— DIRECTIVE —
Pictures are not part of the copy; repeat everything else in the records exactly.

— RECORDS PROVIDED —
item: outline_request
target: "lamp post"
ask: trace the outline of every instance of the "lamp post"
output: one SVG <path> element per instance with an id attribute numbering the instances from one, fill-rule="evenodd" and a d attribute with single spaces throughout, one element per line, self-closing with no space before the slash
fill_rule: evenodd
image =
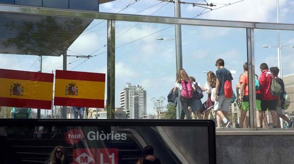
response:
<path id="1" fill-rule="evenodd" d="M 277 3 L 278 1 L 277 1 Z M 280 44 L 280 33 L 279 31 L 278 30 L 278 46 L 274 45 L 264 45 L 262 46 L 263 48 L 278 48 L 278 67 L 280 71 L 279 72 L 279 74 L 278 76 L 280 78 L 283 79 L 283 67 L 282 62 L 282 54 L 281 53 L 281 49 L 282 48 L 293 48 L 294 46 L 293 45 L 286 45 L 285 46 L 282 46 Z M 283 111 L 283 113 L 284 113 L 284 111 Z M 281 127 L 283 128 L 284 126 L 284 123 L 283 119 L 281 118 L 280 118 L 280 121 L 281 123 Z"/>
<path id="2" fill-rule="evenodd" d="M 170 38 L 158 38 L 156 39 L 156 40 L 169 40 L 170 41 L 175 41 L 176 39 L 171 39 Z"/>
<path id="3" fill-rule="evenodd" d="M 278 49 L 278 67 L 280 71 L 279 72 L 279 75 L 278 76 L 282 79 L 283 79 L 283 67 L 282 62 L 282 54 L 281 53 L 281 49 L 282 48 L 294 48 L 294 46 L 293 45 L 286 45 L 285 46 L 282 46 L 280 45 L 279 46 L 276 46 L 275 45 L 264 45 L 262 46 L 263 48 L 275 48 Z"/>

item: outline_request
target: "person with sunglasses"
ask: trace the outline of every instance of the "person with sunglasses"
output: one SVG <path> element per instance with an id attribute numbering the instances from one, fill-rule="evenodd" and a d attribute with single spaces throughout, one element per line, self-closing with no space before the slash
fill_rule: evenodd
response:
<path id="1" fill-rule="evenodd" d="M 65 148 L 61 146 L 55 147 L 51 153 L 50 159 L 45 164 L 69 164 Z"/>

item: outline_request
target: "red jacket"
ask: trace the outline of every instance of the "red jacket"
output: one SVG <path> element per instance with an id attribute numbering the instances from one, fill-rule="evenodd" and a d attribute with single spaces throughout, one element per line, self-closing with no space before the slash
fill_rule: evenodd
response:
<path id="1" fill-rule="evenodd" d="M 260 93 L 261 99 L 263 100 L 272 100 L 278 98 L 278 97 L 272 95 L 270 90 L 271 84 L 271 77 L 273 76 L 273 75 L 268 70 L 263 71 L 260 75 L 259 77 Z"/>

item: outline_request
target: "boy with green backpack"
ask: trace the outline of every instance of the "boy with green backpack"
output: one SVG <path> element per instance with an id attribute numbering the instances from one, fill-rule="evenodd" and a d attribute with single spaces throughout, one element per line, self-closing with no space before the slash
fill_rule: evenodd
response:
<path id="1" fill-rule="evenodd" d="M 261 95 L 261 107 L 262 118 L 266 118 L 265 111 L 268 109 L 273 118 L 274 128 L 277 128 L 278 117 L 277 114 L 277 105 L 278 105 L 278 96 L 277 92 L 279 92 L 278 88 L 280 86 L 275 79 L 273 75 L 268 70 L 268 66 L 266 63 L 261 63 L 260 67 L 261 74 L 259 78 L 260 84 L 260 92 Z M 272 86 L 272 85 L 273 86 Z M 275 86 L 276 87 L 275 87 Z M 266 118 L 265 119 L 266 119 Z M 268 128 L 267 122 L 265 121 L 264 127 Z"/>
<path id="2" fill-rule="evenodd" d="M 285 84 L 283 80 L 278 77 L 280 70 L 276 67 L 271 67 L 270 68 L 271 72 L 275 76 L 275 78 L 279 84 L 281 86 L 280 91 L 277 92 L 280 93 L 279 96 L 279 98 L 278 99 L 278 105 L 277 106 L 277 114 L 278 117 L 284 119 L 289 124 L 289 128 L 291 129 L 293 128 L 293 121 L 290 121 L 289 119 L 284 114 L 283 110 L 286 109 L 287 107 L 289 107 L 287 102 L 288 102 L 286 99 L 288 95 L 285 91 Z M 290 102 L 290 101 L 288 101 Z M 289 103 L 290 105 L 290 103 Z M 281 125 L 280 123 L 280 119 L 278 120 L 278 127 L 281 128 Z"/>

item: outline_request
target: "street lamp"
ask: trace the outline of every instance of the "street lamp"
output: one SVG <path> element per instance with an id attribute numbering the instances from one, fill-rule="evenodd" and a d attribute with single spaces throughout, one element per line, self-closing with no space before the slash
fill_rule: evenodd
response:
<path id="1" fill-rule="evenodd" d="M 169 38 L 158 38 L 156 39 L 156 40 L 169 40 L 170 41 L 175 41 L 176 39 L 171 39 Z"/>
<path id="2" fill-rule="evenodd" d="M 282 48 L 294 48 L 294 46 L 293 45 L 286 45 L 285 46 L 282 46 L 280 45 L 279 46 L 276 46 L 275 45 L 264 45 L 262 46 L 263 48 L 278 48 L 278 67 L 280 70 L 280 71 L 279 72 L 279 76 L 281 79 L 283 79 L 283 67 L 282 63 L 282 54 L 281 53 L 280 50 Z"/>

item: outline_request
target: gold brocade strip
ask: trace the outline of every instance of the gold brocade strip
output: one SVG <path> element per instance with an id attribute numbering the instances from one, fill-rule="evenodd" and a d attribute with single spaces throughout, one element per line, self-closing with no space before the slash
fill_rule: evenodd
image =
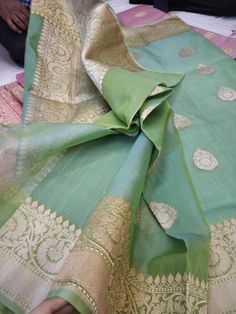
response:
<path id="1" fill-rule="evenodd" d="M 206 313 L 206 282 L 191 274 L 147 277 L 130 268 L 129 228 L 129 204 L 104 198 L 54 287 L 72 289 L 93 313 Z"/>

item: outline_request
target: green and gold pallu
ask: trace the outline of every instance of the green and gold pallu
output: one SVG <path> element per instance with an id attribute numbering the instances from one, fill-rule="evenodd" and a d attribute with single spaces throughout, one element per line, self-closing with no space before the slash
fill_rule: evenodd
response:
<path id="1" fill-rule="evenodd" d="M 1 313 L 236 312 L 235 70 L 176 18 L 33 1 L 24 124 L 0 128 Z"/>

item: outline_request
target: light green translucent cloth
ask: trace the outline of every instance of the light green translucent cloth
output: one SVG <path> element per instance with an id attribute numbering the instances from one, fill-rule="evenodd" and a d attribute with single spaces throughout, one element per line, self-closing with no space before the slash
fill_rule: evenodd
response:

— EXERCISE RESPONSE —
item: outline_request
target: "lamp post"
ask: trace the outline of every instance of the "lamp post"
output: one SVG <path> element per instance with an id attribute numbering the instances from one, fill-rule="evenodd" and a d attribute with single spaces throughout, one element per line, self-closing with no space before the slash
fill_rule: evenodd
image =
response:
<path id="1" fill-rule="evenodd" d="M 277 3 L 278 1 L 277 1 Z M 280 44 L 280 33 L 279 31 L 278 30 L 278 46 L 274 45 L 264 45 L 262 46 L 263 48 L 278 48 L 278 67 L 280 71 L 279 72 L 279 74 L 278 76 L 280 78 L 283 79 L 283 67 L 282 62 L 282 54 L 281 53 L 281 49 L 282 48 L 293 48 L 294 46 L 293 45 L 286 45 L 285 46 L 282 46 Z M 283 111 L 283 113 L 284 113 L 284 111 Z M 281 127 L 283 128 L 284 126 L 284 123 L 283 119 L 281 118 L 280 118 L 280 121 L 281 123 Z"/>
<path id="2" fill-rule="evenodd" d="M 170 38 L 158 38 L 156 39 L 156 40 L 169 40 L 170 41 L 175 41 L 176 39 L 171 39 Z"/>
<path id="3" fill-rule="evenodd" d="M 278 49 L 278 67 L 280 71 L 279 72 L 279 75 L 278 76 L 282 79 L 283 79 L 283 67 L 282 62 L 282 54 L 281 53 L 281 49 L 282 48 L 294 48 L 294 46 L 293 45 L 286 45 L 285 46 L 282 46 L 280 45 L 279 46 L 276 46 L 275 45 L 264 45 L 262 46 L 263 48 L 275 48 Z"/>

item: outline_request
target: "person with sunglasses"
ask: trace the outline of every instance of the "person with sunglasses"
output: one SVG <path> element per instance with an id attribute numbering the instances from one, fill-rule="evenodd" and a d attribute with single spaces throughout, one element per line, self-closing with no space before the slash
fill_rule: evenodd
response:
<path id="1" fill-rule="evenodd" d="M 65 148 L 61 146 L 55 147 L 51 153 L 50 159 L 45 164 L 69 164 Z"/>

item: outline_request
target: "red jacket"
ask: trace the outline of every instance of the "red jacket"
output: one SVG <path> element per instance with an id attribute numbering the instances from one, fill-rule="evenodd" and a d attribute with single spaces throughout, one element per line, self-closing with no space before the slash
fill_rule: evenodd
response:
<path id="1" fill-rule="evenodd" d="M 260 93 L 261 99 L 263 100 L 272 100 L 278 98 L 278 97 L 272 95 L 270 90 L 271 84 L 271 77 L 273 76 L 273 75 L 268 70 L 263 71 L 260 75 L 259 77 Z"/>

item: outline_request
target: "boy with green backpack"
ask: trace the outline of every instance of the "boy with green backpack"
output: one SVG <path> element per instance with an id attribute numbering the instances from one, fill-rule="evenodd" and a d attribute with single spaces throughout, one element per line, self-closing with no space before the slash
fill_rule: evenodd
response:
<path id="1" fill-rule="evenodd" d="M 261 95 L 261 107 L 262 118 L 266 118 L 265 111 L 268 109 L 273 118 L 274 128 L 277 128 L 278 117 L 277 114 L 277 105 L 278 105 L 278 96 L 277 92 L 279 92 L 278 88 L 280 86 L 275 79 L 273 75 L 268 70 L 268 66 L 266 63 L 261 63 L 260 67 L 261 74 L 259 78 L 260 84 L 260 92 Z M 272 86 L 272 85 L 273 86 Z M 275 86 L 276 87 L 275 87 Z M 266 118 L 265 119 L 266 119 Z M 268 128 L 267 122 L 265 121 L 264 127 Z"/>
<path id="2" fill-rule="evenodd" d="M 285 84 L 283 80 L 278 77 L 280 70 L 276 67 L 271 67 L 270 68 L 271 72 L 275 76 L 275 78 L 279 84 L 281 86 L 280 91 L 277 92 L 280 93 L 279 96 L 279 98 L 278 99 L 278 105 L 277 106 L 277 114 L 278 117 L 284 119 L 289 124 L 289 128 L 291 129 L 293 128 L 293 121 L 290 121 L 289 119 L 284 114 L 283 110 L 286 109 L 287 107 L 289 107 L 287 102 L 288 102 L 286 99 L 288 95 L 285 91 Z M 290 102 L 290 101 L 288 101 Z M 289 103 L 290 105 L 290 103 Z M 281 125 L 280 123 L 280 119 L 278 120 L 278 127 L 281 128 Z"/>

item: outline_request
target: "street lamp"
ask: trace the outline of every instance of the "street lamp"
output: one SVG <path> element per instance with an id attribute numbering the instances from one, fill-rule="evenodd" and a d attribute with single spaces throughout, one element per line, self-closing with no space before the slash
fill_rule: evenodd
response:
<path id="1" fill-rule="evenodd" d="M 169 38 L 158 38 L 156 39 L 156 40 L 169 40 L 170 41 L 175 41 L 176 39 L 171 39 Z"/>
<path id="2" fill-rule="evenodd" d="M 282 48 L 294 48 L 294 46 L 293 45 L 286 45 L 285 46 L 282 46 L 280 45 L 279 46 L 276 46 L 275 45 L 264 45 L 262 46 L 263 48 L 278 48 L 278 67 L 280 70 L 280 71 L 279 72 L 279 76 L 281 79 L 283 79 L 283 67 L 282 63 L 282 54 L 281 53 L 280 50 Z"/>

item: outline_request
target: gold brocade strip
ask: trace the outline of every instance of the gold brocade strip
output: one SVG <path> element per instance with an id attribute numbering the instances from one, fill-rule="evenodd" and a d attribute with single spaces throughout, one element per line, self-closing with no space before the slash
fill_rule: evenodd
image =
response:
<path id="1" fill-rule="evenodd" d="M 206 313 L 206 282 L 191 274 L 147 277 L 130 268 L 129 228 L 129 204 L 104 198 L 54 287 L 72 289 L 93 313 Z"/>

item: outline_request
target: green and gold pallu
ask: trace the outline of every instance of the green and gold pallu
output: one SVG <path> element per instance with an id attribute numbering the instances from one, fill-rule="evenodd" and a d attribute with single spaces throughout, one element per line, self-closing with no space before the slash
fill_rule: evenodd
response:
<path id="1" fill-rule="evenodd" d="M 1 313 L 236 312 L 235 70 L 176 18 L 33 1 L 24 124 L 0 128 Z"/>

item: outline_request
target: light green translucent cloth
ask: trace the outline of every instance of the light green translucent cloth
output: one SVG <path> element per instance with an id attribute numbering the instances from one, fill-rule="evenodd" and a d attribute with single spaces throughout, one element per line, self-closing with no space before the slash
fill_rule: evenodd
response:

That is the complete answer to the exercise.